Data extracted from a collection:

* * *

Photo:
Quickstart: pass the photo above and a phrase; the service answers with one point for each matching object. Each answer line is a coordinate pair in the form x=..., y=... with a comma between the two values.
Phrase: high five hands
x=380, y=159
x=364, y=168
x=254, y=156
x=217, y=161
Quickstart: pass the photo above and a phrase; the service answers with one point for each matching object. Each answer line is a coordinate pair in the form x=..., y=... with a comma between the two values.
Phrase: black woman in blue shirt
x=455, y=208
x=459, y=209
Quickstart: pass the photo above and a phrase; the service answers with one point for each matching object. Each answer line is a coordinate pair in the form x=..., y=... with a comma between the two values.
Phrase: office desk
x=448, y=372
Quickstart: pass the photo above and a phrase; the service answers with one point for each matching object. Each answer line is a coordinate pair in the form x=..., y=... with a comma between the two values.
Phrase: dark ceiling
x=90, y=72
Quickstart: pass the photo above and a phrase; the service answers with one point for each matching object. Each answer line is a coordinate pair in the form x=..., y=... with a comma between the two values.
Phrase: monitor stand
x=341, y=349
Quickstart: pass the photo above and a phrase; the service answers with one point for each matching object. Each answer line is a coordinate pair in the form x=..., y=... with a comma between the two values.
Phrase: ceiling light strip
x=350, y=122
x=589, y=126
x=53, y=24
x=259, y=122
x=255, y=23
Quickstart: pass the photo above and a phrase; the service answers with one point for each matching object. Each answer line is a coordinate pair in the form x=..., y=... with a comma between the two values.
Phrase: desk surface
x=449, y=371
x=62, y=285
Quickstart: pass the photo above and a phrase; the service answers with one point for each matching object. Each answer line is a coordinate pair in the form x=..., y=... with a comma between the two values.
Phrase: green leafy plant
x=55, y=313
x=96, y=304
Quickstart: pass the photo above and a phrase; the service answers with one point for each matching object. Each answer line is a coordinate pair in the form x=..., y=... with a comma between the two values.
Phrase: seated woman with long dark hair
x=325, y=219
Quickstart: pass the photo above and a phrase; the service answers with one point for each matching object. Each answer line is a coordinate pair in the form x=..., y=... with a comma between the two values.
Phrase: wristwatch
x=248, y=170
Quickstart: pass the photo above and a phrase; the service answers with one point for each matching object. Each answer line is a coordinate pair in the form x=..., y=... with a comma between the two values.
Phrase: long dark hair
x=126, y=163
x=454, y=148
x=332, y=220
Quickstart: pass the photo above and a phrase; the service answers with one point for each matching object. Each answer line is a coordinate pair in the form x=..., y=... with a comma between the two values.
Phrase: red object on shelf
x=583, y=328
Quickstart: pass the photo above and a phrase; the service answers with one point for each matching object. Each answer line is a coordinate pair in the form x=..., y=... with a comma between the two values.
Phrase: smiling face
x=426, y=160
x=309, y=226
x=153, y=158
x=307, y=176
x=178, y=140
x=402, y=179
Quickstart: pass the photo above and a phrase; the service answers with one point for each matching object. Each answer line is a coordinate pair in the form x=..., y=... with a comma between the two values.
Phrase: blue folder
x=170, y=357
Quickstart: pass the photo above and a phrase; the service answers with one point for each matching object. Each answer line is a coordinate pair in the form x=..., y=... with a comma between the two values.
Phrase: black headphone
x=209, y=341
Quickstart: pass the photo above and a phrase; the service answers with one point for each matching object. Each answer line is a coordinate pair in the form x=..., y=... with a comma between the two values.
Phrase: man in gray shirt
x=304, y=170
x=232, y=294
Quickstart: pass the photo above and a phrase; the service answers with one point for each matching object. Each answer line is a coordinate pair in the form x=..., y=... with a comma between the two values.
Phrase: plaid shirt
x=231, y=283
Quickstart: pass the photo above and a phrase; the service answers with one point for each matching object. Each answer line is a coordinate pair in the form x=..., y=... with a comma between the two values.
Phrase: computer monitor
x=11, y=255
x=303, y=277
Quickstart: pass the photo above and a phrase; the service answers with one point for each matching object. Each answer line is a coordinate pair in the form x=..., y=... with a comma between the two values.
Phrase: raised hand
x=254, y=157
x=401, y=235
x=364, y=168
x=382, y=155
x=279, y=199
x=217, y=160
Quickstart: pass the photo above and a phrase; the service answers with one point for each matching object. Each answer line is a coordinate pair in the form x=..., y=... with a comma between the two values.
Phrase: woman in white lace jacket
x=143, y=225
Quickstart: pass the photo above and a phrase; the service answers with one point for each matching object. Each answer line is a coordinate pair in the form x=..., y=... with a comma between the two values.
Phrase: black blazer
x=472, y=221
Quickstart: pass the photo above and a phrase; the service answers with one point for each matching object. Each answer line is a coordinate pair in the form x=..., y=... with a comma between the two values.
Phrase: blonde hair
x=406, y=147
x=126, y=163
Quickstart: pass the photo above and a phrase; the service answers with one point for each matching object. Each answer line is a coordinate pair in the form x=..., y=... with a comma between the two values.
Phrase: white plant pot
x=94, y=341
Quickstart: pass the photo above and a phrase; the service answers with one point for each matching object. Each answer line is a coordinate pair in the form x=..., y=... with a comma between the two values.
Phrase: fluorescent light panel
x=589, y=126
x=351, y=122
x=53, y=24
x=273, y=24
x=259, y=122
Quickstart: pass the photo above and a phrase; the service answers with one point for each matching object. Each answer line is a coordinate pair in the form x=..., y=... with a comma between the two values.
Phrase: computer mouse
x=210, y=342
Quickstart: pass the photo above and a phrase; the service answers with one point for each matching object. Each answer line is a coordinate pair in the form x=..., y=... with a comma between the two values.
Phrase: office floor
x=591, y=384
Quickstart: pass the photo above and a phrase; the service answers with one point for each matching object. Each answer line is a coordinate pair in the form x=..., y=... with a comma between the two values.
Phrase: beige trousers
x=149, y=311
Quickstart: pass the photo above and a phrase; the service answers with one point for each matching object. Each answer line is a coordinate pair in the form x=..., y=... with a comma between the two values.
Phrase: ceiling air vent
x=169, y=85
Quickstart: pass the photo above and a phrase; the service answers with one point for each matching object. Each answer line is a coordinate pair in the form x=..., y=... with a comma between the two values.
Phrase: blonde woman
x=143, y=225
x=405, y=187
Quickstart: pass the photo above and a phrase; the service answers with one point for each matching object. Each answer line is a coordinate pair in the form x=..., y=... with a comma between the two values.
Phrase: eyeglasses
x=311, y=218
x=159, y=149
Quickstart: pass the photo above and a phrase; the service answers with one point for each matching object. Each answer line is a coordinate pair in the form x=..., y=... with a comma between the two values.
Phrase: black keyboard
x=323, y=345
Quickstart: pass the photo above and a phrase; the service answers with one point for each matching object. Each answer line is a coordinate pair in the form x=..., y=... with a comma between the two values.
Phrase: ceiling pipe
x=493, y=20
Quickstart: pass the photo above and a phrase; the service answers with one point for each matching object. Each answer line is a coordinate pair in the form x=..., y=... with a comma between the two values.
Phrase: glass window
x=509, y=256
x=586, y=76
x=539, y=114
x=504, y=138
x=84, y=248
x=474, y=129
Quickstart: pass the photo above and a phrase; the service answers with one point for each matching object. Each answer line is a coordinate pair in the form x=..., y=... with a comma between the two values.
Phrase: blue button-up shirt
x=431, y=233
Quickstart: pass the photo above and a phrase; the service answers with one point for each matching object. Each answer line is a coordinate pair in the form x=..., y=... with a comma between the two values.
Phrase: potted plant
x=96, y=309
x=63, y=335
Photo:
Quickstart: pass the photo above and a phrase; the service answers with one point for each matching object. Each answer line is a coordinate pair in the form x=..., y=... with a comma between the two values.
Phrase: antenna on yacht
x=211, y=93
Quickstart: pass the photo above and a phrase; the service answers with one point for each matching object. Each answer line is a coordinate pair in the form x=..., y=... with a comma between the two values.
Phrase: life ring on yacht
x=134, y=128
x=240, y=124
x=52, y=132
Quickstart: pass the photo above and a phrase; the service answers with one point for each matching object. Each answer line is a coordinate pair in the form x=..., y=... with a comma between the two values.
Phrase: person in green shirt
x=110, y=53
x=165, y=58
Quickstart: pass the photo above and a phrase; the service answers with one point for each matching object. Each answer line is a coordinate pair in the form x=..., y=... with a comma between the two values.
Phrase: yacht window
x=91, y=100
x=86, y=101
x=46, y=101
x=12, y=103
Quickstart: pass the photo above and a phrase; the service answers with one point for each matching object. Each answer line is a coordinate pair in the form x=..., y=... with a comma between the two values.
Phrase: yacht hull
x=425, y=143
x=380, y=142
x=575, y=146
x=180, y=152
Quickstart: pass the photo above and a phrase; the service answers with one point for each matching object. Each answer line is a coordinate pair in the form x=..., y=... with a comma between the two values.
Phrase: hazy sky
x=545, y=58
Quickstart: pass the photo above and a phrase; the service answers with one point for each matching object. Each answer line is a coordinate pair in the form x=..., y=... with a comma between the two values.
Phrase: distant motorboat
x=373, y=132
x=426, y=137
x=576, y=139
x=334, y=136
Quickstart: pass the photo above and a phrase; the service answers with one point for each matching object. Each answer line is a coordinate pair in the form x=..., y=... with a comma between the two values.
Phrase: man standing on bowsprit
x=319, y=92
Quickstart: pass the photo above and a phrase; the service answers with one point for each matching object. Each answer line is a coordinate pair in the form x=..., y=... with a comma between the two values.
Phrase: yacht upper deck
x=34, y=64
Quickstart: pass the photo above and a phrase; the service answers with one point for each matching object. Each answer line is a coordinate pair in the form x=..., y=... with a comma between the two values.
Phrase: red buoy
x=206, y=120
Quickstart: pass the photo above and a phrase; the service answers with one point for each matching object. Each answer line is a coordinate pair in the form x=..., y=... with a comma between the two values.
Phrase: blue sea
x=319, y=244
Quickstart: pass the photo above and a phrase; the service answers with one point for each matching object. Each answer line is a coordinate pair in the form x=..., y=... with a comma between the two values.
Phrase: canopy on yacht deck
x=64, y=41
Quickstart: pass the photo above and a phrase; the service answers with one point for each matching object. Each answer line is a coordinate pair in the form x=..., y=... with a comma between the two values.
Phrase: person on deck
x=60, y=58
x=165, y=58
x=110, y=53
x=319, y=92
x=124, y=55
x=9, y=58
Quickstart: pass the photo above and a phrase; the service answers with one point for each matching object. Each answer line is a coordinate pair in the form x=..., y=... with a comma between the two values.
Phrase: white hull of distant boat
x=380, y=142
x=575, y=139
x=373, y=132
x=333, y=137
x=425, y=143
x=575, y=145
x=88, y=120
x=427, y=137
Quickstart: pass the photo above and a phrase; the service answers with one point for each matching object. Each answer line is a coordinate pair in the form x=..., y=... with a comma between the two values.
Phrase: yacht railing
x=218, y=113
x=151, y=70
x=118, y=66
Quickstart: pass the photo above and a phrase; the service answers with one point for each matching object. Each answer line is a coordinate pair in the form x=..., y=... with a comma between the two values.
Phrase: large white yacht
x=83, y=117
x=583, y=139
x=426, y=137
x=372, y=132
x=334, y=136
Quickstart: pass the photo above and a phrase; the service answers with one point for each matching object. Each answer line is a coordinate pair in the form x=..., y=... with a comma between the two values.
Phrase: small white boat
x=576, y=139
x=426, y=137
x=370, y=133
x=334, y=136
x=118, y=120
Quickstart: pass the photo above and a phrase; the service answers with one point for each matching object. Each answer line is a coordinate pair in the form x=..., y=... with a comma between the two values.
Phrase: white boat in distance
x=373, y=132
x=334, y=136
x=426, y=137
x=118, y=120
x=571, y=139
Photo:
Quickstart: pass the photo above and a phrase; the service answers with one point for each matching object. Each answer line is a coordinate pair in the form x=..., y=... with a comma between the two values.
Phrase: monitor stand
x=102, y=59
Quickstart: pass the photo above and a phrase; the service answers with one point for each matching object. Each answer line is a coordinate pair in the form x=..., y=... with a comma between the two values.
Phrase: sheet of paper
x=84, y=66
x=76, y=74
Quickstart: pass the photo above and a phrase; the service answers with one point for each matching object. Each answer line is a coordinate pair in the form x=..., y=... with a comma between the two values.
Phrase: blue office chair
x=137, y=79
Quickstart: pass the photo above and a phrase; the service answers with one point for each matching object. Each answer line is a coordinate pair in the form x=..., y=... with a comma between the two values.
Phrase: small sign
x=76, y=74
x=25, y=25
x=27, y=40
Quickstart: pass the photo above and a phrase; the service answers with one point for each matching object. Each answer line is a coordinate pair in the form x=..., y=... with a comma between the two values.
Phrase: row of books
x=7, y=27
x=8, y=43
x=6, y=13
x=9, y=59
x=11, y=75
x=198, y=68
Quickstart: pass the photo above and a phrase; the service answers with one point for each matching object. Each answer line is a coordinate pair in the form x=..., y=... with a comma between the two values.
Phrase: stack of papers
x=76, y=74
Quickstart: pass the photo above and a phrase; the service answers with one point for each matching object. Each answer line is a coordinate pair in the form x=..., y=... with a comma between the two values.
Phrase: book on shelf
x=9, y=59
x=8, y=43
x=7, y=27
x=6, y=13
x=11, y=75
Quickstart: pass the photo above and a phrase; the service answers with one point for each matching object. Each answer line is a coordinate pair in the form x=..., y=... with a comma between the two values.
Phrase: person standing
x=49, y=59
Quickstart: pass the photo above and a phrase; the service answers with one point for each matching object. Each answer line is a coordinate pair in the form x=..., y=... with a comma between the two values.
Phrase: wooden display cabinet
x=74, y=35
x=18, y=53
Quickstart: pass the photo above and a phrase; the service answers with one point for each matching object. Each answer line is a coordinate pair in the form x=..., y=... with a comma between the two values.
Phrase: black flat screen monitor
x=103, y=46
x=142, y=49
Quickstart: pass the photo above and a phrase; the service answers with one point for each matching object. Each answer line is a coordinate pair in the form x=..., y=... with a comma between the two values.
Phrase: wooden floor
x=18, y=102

* * *

Go back to the data above and please quote exactly, and only, the lines from the line with "Phrase: blue office chair" through its last line.

_Solution below_:
Phrase: blue office chair
x=137, y=79
Quickstart: pass the photo above and a phrase; the service answers with one point for each matching object. Each answer line is a coordinate pair in the form x=..., y=... with a comma between the two values.
Phrase: small sign
x=76, y=74
x=25, y=25
x=27, y=40
Quickstart: pass the photo above and a phrase; the service answers with one point for each matching object. Each answer line is a coordinate pair in the form x=..., y=... with a comma between the two values.
Phrase: row of books
x=7, y=27
x=8, y=43
x=6, y=13
x=9, y=59
x=11, y=75
x=198, y=68
Quickstart: pass the photo above and a phrase; the service answers with one point for each matching object. Each answer line is a coordinate pair in the form x=..., y=... with a comma between the two values.
Phrase: stack of papers
x=76, y=74
Quickstart: pass the photo above and a phrase; the service answers with one point for each matching object. Each answer line is a coordinate pair in the form x=..., y=... with a comma between the two values.
Phrase: book on shelf
x=9, y=59
x=8, y=43
x=7, y=27
x=6, y=13
x=11, y=75
Quickstart: pass the photo above and a phrase; the service answers with one point for each matching object. Each answer line is a coordinate pair in the form x=..., y=... with a comma between the two values.
Phrase: person standing
x=49, y=59
Quickstart: pass the photo above and a phrase; the service answers with one point for each matching object. Each answer line is a coordinate pair in the form x=..., y=... with a comma between the two values.
Phrase: wooden display cabinet
x=74, y=35
x=18, y=53
Quickstart: pass the photo above and a phrase; the service answers with one point for each matching object. Each answer line is a coordinate pair in the form x=..., y=... with a comma between the two values.
Phrase: black flat screen monitor
x=103, y=46
x=142, y=49
Quickstart: pass the photo above and a phrase; the service answers with one point for each matching object. Each answer line is a coordinate pair in the form x=..., y=... with a comma between the two values.
Phrase: wooden floor
x=18, y=102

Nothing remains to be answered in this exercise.